▶ **Exercise prompt**
Only an exact repetition of every entry counts as the answer.

Stored data entries:
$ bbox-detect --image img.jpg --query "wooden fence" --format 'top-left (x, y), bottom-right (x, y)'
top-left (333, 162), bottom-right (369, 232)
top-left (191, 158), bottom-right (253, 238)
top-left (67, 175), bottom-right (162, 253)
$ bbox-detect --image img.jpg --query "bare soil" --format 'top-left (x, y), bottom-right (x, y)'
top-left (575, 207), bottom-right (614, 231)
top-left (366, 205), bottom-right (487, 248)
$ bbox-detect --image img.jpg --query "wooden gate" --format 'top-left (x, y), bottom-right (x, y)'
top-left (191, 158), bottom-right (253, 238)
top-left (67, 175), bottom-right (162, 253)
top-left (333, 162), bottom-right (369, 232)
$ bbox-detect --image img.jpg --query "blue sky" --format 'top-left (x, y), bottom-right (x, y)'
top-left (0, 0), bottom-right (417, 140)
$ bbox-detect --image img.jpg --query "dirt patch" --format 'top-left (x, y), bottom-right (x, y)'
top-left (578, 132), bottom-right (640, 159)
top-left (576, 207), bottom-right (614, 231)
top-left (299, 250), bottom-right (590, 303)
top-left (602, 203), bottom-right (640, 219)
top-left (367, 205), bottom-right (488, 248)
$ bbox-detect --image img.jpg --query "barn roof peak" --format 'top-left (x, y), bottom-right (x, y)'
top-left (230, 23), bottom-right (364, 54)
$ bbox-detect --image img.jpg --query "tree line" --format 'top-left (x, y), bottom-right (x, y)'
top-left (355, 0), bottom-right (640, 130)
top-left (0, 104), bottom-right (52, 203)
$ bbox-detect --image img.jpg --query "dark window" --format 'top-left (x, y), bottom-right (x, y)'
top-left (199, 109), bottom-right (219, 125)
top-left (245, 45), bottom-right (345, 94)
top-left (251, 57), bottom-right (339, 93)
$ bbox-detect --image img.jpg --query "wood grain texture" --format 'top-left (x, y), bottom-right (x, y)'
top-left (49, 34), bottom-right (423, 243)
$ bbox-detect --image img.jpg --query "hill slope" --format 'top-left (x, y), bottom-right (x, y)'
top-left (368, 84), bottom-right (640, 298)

▶ **Task result**
$ bbox-detect --image img.jpg --query "wooden fence" --format 'top-left (x, y), bottom-right (x, y)'
top-left (333, 162), bottom-right (369, 232)
top-left (191, 158), bottom-right (253, 238)
top-left (67, 175), bottom-right (162, 253)
$ bbox-detect --image img.jpg --query "bare soil" --format 'top-left (x, y), bottom-right (x, y)'
top-left (575, 207), bottom-right (614, 231)
top-left (366, 205), bottom-right (487, 248)
$ bbox-detect --image img.jpg --query "wooden gate" --format 'top-left (x, y), bottom-right (x, y)'
top-left (191, 158), bottom-right (253, 238)
top-left (67, 175), bottom-right (162, 253)
top-left (333, 162), bottom-right (369, 232)
$ bbox-detect --image img.jpg --query "blue sky" --format 'top-left (x, y), bottom-right (x, y)'
top-left (0, 0), bottom-right (417, 140)
$ bbox-detect --image img.jpg --query "dirt patch" --format 'top-left (x, y), bottom-right (x, y)'
top-left (578, 132), bottom-right (640, 159)
top-left (576, 207), bottom-right (614, 231)
top-left (299, 250), bottom-right (590, 303)
top-left (602, 203), bottom-right (640, 219)
top-left (367, 205), bottom-right (488, 248)
$ bbox-detect --image img.jpg --query "barn roof peak" --format 'top-left (x, y), bottom-right (x, y)'
top-left (230, 23), bottom-right (364, 54)
$ bbox-detect --image img.jpg --query "tree line" --format 'top-left (x, y), bottom-right (x, y)'
top-left (355, 0), bottom-right (640, 130)
top-left (0, 104), bottom-right (52, 203)
$ bbox-detect --image img.jpg --query "dark window" --format 'top-left (x, y), bottom-right (x, y)'
top-left (199, 109), bottom-right (219, 125)
top-left (245, 45), bottom-right (345, 94)
top-left (251, 57), bottom-right (339, 93)
$ bbox-detect --image img.jpg --query "wood grain texture" --format 'top-left (x, y), bottom-right (x, y)'
top-left (49, 34), bottom-right (423, 243)
$ bbox-detect --image img.jpg --query "hill slope" --format 'top-left (x, y), bottom-right (x, y)'
top-left (368, 84), bottom-right (640, 298)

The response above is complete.